* **Task to carry out**
Using the listing below, copy every line that mentions "surfboard".

########################################

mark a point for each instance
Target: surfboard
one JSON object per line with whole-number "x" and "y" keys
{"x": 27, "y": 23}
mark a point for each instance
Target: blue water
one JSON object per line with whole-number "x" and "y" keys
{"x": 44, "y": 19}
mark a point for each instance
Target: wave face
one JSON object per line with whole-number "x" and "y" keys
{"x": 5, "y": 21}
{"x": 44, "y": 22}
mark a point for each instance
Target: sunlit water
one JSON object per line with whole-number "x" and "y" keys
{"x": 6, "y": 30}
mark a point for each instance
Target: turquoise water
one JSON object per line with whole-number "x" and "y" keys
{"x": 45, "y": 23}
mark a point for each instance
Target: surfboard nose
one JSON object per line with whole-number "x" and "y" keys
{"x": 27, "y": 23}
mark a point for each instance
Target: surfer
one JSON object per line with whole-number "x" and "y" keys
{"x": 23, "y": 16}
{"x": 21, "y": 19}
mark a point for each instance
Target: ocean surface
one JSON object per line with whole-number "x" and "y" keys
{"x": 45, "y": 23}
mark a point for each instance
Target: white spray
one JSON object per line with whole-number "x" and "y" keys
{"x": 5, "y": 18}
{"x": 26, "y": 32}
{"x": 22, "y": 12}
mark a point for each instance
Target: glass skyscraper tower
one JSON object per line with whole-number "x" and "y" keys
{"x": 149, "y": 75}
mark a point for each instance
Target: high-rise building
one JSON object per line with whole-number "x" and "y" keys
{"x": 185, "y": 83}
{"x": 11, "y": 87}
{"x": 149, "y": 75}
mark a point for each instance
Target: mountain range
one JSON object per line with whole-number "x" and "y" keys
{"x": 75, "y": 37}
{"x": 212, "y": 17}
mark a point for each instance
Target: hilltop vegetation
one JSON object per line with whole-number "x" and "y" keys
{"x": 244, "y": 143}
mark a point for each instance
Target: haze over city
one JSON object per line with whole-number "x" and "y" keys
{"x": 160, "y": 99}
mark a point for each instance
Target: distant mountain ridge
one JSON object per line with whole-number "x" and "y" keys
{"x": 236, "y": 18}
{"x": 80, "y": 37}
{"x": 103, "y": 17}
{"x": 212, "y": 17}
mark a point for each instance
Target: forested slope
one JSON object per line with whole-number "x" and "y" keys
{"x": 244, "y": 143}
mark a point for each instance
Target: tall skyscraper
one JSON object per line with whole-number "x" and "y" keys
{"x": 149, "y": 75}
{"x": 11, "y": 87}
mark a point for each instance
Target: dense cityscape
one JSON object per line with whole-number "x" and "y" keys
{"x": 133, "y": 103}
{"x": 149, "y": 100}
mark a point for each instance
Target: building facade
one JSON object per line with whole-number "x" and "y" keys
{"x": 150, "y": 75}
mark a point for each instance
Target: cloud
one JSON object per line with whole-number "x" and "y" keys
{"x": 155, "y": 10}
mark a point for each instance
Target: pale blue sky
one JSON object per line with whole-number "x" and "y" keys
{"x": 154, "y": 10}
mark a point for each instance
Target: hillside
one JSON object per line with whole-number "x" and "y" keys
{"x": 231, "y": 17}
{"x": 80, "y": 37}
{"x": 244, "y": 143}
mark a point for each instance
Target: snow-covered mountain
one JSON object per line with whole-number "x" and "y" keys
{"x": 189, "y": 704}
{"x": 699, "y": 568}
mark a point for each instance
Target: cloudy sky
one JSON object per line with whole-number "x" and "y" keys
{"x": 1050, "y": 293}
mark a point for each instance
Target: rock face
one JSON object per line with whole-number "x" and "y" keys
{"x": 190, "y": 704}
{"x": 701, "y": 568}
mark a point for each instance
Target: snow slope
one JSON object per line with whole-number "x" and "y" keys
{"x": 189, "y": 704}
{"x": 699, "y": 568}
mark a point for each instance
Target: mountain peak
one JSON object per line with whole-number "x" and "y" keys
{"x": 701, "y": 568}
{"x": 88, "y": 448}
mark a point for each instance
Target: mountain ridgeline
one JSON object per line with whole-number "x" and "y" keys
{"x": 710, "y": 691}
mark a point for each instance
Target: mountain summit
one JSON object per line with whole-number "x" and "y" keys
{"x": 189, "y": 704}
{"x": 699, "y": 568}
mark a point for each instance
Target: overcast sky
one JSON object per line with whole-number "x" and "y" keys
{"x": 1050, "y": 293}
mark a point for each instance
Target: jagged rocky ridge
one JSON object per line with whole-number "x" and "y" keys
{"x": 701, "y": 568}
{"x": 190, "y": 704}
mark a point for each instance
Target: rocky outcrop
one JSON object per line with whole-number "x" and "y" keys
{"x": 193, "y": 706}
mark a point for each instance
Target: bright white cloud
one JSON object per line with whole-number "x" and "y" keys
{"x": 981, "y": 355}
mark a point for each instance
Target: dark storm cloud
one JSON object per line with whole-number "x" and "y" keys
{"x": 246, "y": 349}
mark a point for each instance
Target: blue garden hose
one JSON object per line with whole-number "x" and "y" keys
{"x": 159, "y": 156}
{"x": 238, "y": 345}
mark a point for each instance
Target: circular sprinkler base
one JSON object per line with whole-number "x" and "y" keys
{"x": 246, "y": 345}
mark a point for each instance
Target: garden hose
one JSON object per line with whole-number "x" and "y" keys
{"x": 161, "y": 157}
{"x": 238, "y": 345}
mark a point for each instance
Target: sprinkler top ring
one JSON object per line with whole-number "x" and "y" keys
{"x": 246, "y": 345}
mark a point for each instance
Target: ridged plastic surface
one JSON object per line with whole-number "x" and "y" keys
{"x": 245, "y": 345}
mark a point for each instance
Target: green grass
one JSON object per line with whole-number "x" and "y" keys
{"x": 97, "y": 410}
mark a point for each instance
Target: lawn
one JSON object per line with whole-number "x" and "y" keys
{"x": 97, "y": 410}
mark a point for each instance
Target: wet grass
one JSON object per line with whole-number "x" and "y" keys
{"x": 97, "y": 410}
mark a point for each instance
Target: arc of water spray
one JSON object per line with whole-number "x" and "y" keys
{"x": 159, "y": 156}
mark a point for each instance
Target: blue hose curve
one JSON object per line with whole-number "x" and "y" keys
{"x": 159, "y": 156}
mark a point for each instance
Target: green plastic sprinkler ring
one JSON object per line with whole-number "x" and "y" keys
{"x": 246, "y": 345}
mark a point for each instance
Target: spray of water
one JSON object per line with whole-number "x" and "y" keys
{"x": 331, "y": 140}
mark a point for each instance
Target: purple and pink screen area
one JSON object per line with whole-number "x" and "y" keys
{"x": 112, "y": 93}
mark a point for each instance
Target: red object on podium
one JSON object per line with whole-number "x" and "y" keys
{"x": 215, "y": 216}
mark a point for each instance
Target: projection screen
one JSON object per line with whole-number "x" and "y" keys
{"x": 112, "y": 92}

########################################

* **The answer**
Target: surfboard
Target: surfboard nose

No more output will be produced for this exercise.